Metin parçası
━━━━
Yemen'de barışı sağlama çabalarını desteklemek için yeni bir BM ve ABD girişimi

BM Yemen Özel Temsilcisi Hans Grundberg, Husi lideri Mehdi el-Maşat ile Sana'da görüştü (Husi medyası)
BM Yemen Özel Temsilcisi Hans Grundberg, Husi lideri Mehdi el-Maşat ile Sana'da görüştü (Husi medyası)
TT

Yemen'de barışı sağlama çabalarını desteklemek için yeni bir BM ve ABD girişimi

BM Yemen Özel Temsilcisi Hans Grundberg, Husi lideri Mehdi el-Maşat ile Sana'da görüştü (Husi medyası)
BM Yemen Özel Temsilcisi Hans Grundberg, Husi lideri Mehdi el-Maşat ile Sana'da görüştü (Husi medyası)

Suudi Arabistan ve Umman'ın Yemen'e barış getirme çabalarına destek olarak, BM Yemen Özel Temsilcisi Hans Grundberg ve ABD Yemen Özel Temsilcisi Tim Linderking bölgede yeni bir ziyaret turu başlattı. Grundberg Husilerle görüşmek için pazartesi günü Sana'ya ziyaret gerçekleştirirken, Linderking ise aynı gün Riyad ve Maskat'a gitti.
Yemen sokağı, bölgesel ve uluslararası çabaların, 2015'teki Husi darbesinden beri devam eden Yemen çatışmasında sayfayı çevirecek bir yol haritasıyla taçlandırılmasını umuyor. Husi grubu ise ABD ve İngiltere'nin barış yolunu tıkadığını iddia ederek, daha fazla siyasi ve ekonomik kazanım elde etmek için manevralar yapıyor.
Husi medyası, Husilerin Yüksek Siyasi Konsey Başkanı Mehdi el-Meşat ve gruba sadık diğer liderlerin, barışı tesis etmek için görüşmek üzere BM elçisi Hans Grunberg ve beraberindeki ekiple Sana'da bir araya geldiğini bildirdi.
Husilere ait SABA haber ajansının aktardığına göre Maşat şunları söyledi: “Gerçekler, ABD ve İngiltere'nin Yemen'e barış getirmeye yönelik tüm girişimlerin önüne engel koyduğunu kanıtladı. Husi grubu ile Suudi Arabistan arasında ne zaman bir yakınlaşma ve uzlaşma olsa, ABD bölgeye ‘talihsiz’ elçisini göndermek için elini çabuk tutuyor ve tüm çabalar başarısız oluyor.”
━━━━
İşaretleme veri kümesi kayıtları
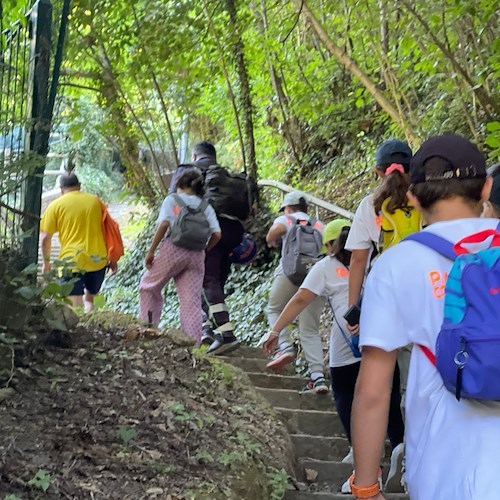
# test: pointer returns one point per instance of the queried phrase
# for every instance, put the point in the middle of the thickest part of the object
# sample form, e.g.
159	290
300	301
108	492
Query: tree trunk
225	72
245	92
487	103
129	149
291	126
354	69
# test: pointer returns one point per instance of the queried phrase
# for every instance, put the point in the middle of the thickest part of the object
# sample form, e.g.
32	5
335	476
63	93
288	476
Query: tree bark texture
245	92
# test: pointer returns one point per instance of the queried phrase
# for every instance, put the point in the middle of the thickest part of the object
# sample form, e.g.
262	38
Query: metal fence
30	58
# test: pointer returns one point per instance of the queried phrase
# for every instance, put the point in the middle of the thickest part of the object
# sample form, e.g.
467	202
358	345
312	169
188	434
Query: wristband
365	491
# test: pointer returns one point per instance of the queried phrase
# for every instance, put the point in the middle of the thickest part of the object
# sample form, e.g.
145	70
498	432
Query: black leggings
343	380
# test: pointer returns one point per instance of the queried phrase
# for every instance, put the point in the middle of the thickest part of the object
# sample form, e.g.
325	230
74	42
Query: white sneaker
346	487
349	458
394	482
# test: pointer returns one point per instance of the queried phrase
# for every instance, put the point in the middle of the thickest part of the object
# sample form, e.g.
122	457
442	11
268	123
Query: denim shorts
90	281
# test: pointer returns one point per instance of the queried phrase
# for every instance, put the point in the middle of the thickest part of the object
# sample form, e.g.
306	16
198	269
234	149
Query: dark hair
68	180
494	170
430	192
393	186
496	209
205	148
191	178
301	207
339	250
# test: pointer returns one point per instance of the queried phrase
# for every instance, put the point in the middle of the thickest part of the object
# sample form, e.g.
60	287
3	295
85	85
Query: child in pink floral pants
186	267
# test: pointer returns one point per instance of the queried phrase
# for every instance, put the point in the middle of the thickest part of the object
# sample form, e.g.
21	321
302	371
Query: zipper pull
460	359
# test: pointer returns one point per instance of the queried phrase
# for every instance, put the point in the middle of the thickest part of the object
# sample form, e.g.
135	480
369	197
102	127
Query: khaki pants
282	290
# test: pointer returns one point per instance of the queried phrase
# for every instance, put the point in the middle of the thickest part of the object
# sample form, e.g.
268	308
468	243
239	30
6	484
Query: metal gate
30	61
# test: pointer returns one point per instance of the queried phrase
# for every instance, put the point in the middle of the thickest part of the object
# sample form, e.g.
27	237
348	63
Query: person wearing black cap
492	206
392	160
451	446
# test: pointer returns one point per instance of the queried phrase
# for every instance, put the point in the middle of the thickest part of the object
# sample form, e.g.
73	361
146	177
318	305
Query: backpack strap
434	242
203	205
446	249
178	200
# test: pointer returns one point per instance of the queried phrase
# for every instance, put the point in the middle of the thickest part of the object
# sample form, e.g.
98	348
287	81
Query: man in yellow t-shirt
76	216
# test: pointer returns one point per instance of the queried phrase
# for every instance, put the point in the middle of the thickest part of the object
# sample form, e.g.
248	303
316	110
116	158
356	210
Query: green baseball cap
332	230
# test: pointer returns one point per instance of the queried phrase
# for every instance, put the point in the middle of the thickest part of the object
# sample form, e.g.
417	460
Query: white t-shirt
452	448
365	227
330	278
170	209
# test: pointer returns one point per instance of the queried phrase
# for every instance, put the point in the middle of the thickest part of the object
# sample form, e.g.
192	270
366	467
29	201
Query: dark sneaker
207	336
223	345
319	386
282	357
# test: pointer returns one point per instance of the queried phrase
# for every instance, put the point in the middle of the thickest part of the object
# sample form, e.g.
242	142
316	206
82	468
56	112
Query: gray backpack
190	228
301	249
━━━━
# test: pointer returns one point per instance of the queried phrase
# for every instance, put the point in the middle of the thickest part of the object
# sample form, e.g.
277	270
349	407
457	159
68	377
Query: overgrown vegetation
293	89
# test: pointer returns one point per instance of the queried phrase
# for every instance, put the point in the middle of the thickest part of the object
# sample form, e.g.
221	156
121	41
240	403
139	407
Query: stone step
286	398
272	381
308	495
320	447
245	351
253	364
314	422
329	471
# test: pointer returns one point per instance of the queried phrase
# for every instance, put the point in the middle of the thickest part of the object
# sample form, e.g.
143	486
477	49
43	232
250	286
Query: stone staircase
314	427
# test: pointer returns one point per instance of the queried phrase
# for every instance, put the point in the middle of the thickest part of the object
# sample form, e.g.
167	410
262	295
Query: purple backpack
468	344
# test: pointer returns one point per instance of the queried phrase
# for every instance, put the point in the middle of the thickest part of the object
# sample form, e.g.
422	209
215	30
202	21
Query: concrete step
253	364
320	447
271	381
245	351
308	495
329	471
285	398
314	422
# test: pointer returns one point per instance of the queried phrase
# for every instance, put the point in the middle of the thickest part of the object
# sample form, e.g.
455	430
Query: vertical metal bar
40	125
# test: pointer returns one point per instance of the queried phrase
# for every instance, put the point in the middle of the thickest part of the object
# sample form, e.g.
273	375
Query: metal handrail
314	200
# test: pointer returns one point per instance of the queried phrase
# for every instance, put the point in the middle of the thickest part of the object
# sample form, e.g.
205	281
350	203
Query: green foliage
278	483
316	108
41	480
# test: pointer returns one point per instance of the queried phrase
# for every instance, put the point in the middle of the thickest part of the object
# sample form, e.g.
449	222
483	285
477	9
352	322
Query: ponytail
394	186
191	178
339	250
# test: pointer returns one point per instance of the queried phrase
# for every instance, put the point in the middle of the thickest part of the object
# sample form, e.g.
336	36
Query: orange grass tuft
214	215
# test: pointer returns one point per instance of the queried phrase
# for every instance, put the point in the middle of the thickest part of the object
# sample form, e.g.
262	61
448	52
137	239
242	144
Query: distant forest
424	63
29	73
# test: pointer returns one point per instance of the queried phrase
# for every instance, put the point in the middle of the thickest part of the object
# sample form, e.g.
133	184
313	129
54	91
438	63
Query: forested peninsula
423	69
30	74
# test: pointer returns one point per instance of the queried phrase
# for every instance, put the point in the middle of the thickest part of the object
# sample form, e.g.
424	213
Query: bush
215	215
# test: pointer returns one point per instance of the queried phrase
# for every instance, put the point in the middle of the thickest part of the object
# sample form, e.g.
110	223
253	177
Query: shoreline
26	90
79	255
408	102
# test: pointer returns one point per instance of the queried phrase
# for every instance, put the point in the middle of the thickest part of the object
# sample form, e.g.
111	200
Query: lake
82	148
━━━━
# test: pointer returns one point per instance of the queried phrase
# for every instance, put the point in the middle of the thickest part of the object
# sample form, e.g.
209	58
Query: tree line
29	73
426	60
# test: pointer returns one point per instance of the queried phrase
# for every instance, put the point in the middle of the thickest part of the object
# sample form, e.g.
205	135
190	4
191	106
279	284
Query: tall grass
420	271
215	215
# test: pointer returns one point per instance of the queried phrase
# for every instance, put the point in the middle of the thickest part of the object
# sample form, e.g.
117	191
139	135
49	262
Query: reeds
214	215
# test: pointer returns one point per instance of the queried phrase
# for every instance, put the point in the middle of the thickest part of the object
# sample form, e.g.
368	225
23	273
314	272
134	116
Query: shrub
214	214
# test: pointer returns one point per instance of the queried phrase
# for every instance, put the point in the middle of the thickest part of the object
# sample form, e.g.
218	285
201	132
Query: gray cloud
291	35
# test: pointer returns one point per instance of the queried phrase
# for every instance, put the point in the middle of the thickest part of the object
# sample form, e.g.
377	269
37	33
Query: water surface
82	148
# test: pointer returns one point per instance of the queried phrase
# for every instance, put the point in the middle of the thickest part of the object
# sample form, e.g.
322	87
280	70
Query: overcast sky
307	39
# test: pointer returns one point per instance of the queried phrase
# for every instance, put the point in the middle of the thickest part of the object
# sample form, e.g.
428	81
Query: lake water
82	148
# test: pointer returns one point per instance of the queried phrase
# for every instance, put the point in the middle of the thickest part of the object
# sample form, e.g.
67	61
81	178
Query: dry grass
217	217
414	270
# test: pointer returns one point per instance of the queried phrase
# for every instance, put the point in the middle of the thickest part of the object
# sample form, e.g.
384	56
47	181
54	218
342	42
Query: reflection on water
━━━━
Yapılacak iş
Yemen'deki barış girişimlerine dair haberde "Yemen sokağı, bölgesel" ile başlayıp "araya geldiğini bildirdi." ile biten bölümü olduğu gibi kopyalayın.

Yanıt
Yemen sokağı, bölgesel ve uluslararası çabaların, 2015'teki Husi darbesinden beri devam eden Yemen çatışmasında sayfayı çevirecek bir yol haritasıyla taçlandırılmasını umuyor. Husi grubu ise ABD ve İngiltere'nin barış yolunu tıkadığını iddia ederek, daha fazla siyasi ve ekonomik kazanım elde etmek için manevralar yapıyor.
Husi medyası, Husilerin Yüksek Siyasi Konsey Başkanı Mehdi el-Meşat ve gruba sadık diğer liderlerin, barışı tesis etmek için görüşmek üzere BM elçisi Hans Grunberg ve beraberindeki ekiple Sana'da bir araya geldiğini bildirdi.